[Extracted data entries]
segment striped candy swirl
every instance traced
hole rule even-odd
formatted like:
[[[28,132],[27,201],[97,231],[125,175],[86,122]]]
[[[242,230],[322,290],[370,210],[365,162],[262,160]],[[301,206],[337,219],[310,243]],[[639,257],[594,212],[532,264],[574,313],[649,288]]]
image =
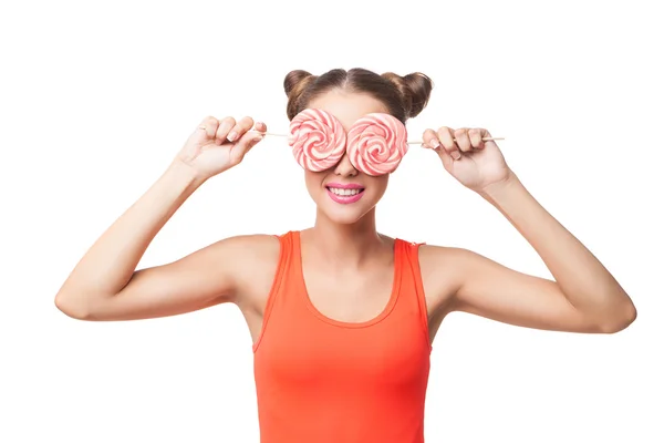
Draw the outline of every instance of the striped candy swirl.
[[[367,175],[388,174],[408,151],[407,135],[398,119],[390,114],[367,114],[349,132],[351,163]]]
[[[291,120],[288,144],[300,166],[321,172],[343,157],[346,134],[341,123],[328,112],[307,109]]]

==

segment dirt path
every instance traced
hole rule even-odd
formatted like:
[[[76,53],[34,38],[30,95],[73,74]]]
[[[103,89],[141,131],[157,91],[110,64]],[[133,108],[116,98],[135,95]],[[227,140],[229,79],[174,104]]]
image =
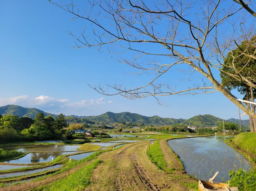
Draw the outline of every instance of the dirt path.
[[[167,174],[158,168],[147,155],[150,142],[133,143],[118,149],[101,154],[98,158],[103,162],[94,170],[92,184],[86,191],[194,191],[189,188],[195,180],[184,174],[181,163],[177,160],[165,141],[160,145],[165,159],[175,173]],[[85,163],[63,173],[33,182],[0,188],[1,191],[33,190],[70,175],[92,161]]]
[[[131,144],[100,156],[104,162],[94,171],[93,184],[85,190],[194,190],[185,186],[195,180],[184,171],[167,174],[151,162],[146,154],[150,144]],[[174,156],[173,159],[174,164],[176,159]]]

• INSTRUCTIONS TO FOLLOW: Pick out every line of the data above that contains the word "Draw". Case counts.

• SOLUTION BELOW:
Draw the outline of every instance of the striped candy swirl.
Draw the outline of every instance of the dirt path.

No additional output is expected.